--- EXCERPT TO READ ---

Man who helped desegregate university passes away after battle with cancer

John Lewis Brandon passed away in January at the age of 80. He lived a quiet life in Clear Lake with his family. His humble beginnings in Durham, N.C. helped him become a strong, determined young man, and a pioneer for African American students at the University of North Carolina.

"He was strong willed, he was determined and he singularly focused on whatever purpose or plan he had.” said John's ex-wife Margie Brandon. That focus was the desire for higher education.

In 1955, John, along with brothers LeRoy and Ralph Frasier, were denied admission to the University of North Carolina at Chapel Hill because they were African American. That decision was overturned by a federal court judge and the three young men became the first African Americans to attend the university.

“They were just taught, you’re not entitled, you have to work for it, nothing is handed to you want on a silver platter, is what I’m trying to say, you got to get out there and get it,” said John's daughter Tracye Brandon.

John later completed his undergraduate studies at the University of Houston and also received a master’s degree in chemistry, all while serving 13 years in the U.S. Navy. He worked more than 20 years as a senior research chemist at Dow Chemical.

UNC released the following statement:

John was a courageous pioneer who played a formative and historic role, sacrificing to break down barriers and integrate America’s first public university. 

“We cannot be more appreciative of his contribution to the nation,” said UNC chancellor Carol L. Folt.

LeRoy Frasier passed away in December 2017 in New York City at the age of 80 years old. John's other brother Ralph Frasier is still alive, living in Jacksonville, Florida.

---

| WHAT THIS EXERCISE ASKS |
A - Answer these questions using the article about John Lewis Brandon:
(i) How old was John Lewis Brandon when he passed away?
(ii) In what year were he and the Frasier brothers denied admission to the University of North Carolina at Chapel Hill?
(iii) How many years did he serve in the U.S. Navy?
B - From the article about John Lewis Brandon, extract the passage from "John Lewis Brandon" to "for higher education.".

--- INFORMATION GIVEN ---

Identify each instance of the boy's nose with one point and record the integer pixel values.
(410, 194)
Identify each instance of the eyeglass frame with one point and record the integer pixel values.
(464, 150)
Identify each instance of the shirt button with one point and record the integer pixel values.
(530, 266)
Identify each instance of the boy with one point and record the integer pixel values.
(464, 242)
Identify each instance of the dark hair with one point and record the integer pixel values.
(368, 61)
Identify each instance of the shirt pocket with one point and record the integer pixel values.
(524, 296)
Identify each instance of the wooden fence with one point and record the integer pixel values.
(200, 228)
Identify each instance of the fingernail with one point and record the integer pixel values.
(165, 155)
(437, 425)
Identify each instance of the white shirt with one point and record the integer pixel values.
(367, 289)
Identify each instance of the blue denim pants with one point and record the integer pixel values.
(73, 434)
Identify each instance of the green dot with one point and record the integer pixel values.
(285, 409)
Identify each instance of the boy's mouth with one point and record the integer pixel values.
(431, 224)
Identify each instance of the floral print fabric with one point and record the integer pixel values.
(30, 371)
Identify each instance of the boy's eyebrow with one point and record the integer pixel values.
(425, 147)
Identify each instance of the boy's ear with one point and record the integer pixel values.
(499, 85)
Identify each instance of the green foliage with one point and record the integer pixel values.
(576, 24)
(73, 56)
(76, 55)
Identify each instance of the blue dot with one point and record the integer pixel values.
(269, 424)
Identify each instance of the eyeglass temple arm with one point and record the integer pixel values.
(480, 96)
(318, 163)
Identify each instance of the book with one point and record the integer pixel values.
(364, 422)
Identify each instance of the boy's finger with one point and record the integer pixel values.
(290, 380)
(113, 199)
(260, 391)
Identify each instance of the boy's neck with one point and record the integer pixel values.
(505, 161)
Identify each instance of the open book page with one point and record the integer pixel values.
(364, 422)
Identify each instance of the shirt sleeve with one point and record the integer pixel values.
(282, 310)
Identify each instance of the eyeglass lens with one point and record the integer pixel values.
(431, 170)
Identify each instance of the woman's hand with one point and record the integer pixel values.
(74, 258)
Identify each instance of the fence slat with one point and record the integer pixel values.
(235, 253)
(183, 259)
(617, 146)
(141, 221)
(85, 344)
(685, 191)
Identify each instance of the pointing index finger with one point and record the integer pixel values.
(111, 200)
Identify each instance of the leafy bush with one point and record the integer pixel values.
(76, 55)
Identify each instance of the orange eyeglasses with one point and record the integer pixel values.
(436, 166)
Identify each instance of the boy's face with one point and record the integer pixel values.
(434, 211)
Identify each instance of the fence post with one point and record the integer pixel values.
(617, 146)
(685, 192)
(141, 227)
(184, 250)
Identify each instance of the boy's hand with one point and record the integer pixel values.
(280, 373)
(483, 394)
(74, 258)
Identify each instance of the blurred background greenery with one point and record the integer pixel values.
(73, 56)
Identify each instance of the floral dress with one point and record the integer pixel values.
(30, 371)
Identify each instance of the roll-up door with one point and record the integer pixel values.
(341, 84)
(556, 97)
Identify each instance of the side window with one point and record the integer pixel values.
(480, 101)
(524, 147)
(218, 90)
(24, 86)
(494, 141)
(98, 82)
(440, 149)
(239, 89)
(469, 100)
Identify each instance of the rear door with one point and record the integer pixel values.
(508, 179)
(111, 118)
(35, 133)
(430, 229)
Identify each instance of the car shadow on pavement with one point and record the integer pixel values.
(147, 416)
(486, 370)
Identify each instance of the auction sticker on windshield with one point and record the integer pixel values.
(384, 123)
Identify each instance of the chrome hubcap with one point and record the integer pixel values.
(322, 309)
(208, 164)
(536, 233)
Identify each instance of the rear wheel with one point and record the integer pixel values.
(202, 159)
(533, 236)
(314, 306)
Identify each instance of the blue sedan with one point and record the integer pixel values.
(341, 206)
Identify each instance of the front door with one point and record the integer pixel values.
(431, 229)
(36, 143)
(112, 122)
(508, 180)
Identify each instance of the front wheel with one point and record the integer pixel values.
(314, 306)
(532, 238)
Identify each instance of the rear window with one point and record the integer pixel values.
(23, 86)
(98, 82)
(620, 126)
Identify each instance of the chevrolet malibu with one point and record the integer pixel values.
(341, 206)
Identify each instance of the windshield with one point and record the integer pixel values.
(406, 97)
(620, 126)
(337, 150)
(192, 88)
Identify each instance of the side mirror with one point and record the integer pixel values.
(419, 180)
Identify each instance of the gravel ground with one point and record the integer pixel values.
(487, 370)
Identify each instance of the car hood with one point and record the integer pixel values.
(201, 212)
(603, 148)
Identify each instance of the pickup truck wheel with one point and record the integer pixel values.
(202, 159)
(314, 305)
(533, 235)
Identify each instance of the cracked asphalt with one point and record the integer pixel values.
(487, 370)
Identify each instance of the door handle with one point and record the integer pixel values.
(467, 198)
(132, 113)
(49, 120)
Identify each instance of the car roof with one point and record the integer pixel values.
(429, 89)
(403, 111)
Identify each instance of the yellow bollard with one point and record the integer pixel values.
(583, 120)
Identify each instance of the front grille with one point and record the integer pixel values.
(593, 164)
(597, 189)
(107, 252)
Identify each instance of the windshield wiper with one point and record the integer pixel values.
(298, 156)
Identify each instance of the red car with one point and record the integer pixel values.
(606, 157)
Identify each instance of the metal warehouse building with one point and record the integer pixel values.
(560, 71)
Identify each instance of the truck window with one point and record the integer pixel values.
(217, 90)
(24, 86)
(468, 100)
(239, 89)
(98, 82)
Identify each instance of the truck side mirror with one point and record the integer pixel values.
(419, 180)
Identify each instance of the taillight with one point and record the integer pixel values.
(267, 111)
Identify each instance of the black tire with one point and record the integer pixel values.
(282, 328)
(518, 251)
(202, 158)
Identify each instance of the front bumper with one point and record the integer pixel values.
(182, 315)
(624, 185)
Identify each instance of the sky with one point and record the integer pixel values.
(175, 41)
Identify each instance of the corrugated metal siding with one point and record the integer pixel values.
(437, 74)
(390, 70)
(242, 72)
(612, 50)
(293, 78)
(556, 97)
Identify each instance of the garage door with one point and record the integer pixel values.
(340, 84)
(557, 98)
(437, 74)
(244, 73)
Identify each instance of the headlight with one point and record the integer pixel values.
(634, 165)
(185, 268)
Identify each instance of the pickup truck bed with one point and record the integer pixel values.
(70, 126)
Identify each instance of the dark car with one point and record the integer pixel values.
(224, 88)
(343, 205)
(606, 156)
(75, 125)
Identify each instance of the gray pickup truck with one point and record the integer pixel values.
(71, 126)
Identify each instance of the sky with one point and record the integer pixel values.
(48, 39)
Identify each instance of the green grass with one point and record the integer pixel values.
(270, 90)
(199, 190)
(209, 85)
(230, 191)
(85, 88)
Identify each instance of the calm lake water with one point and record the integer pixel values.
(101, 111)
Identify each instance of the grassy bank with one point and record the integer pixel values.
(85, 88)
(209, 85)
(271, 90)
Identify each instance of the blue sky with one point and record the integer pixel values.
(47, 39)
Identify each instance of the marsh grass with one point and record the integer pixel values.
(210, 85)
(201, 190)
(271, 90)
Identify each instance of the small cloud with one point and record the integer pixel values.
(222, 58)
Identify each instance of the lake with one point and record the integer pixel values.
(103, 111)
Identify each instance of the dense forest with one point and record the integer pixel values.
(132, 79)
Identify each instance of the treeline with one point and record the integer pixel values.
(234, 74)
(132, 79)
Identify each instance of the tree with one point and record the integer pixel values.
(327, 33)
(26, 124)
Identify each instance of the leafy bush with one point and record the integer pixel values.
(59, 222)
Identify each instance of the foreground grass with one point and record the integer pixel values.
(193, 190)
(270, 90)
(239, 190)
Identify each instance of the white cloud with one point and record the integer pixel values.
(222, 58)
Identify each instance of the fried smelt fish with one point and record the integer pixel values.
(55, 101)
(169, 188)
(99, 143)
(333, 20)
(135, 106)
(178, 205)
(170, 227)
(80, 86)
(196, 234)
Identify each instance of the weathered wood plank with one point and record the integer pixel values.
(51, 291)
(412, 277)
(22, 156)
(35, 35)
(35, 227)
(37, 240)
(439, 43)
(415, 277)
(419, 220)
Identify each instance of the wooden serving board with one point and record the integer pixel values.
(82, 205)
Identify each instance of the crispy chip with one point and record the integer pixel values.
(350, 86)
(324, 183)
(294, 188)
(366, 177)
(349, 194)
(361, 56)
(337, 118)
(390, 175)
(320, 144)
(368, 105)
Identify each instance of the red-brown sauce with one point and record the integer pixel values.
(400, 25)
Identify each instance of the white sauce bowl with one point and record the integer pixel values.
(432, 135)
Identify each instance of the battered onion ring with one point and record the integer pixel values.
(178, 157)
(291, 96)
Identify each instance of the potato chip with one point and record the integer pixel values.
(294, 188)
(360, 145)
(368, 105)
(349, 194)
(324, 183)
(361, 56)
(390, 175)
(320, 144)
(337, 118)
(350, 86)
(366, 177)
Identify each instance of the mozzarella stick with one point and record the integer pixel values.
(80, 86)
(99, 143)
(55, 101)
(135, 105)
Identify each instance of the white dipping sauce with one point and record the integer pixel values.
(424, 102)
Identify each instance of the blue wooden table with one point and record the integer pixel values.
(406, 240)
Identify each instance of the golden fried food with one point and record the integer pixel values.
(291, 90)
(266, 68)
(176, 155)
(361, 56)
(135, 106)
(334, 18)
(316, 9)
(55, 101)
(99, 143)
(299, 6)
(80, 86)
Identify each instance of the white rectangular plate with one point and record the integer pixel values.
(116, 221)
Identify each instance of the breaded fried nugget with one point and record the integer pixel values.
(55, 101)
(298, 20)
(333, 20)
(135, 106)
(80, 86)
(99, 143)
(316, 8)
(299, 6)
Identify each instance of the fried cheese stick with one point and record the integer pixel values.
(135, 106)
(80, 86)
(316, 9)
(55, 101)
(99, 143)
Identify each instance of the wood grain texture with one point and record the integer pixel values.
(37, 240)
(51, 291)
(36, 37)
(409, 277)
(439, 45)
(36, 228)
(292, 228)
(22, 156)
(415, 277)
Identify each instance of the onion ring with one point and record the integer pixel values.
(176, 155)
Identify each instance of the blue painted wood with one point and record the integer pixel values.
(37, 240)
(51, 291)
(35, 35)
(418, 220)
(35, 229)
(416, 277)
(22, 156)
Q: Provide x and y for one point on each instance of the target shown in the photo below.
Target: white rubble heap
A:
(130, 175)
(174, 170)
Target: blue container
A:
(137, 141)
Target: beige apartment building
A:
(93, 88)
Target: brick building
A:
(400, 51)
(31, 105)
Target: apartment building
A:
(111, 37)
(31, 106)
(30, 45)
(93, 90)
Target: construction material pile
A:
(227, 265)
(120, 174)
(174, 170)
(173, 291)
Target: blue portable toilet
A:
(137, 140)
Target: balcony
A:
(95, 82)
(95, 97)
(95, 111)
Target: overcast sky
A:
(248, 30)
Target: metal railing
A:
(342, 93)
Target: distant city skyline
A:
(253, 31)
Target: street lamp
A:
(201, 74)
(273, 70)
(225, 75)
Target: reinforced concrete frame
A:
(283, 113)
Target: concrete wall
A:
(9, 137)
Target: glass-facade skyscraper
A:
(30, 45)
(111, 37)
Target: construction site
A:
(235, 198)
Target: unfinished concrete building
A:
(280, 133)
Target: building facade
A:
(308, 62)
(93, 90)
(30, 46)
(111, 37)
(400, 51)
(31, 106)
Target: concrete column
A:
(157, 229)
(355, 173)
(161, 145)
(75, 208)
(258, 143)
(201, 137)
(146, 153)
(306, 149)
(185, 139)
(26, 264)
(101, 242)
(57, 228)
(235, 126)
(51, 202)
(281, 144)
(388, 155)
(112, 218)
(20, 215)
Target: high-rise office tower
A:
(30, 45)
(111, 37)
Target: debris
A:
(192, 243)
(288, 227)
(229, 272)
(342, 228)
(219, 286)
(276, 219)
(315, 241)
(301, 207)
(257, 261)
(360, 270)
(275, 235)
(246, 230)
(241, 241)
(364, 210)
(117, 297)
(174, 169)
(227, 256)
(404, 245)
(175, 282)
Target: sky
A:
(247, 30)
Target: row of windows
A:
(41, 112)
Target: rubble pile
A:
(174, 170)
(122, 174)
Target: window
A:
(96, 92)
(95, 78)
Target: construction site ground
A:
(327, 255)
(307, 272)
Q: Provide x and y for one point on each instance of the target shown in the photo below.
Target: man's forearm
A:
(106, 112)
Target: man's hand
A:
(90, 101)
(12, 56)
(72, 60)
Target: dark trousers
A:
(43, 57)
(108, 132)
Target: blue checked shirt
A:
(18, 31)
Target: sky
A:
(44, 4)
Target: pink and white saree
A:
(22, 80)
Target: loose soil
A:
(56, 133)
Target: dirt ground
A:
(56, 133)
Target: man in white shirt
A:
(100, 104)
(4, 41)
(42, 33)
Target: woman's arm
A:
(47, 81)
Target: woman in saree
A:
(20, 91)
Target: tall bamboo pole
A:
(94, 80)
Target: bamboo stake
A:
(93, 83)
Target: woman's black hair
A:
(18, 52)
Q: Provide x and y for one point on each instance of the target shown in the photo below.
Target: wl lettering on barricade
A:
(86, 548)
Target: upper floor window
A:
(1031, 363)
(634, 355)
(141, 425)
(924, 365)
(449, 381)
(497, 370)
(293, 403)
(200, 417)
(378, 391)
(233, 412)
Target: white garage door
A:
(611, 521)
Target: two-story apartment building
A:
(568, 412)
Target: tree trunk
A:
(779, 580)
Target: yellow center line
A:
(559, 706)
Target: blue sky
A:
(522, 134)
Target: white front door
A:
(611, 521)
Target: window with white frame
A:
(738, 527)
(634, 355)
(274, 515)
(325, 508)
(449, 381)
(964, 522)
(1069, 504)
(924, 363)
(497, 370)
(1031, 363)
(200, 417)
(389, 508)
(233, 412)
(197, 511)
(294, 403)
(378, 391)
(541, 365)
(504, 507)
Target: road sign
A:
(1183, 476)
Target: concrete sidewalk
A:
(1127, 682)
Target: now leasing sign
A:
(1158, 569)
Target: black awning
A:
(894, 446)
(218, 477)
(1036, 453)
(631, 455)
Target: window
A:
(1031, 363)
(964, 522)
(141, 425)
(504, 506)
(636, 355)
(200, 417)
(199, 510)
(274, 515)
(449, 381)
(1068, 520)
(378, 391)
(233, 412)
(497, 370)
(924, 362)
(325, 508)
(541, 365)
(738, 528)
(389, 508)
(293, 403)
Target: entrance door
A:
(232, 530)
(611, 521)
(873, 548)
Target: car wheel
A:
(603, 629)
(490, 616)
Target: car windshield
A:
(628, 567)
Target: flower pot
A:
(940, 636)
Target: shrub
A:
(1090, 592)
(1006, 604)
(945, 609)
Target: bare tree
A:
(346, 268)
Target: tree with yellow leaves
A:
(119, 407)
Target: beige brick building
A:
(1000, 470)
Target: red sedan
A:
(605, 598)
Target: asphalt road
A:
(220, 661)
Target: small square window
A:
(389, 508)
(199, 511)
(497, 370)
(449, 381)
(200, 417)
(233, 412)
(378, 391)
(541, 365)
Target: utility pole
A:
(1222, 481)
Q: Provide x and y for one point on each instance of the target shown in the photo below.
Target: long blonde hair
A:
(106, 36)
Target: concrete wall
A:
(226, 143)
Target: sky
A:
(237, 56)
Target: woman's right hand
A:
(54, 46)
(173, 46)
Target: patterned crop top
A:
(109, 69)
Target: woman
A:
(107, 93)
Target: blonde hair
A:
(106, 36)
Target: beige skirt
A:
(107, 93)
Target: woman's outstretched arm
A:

---

| RESPONSES TO THE EXERCISE |
A -
(i) 80
(ii) 1955
(iii) 13 years

B -
John Lewis Brandon passed away in January at the age of 80. He lived a quiet life in Clear Lake with his family. His humble beginnings in Durham, N.C. helped him become a strong, determined young man, and a pioneer for African American students at the University of North Carolina.

"He was strong willed, he was determined and he singularly focused on whatever purpose or plan he had.” said John's ex-wife Margie Brandon. That focus was the desire for higher education.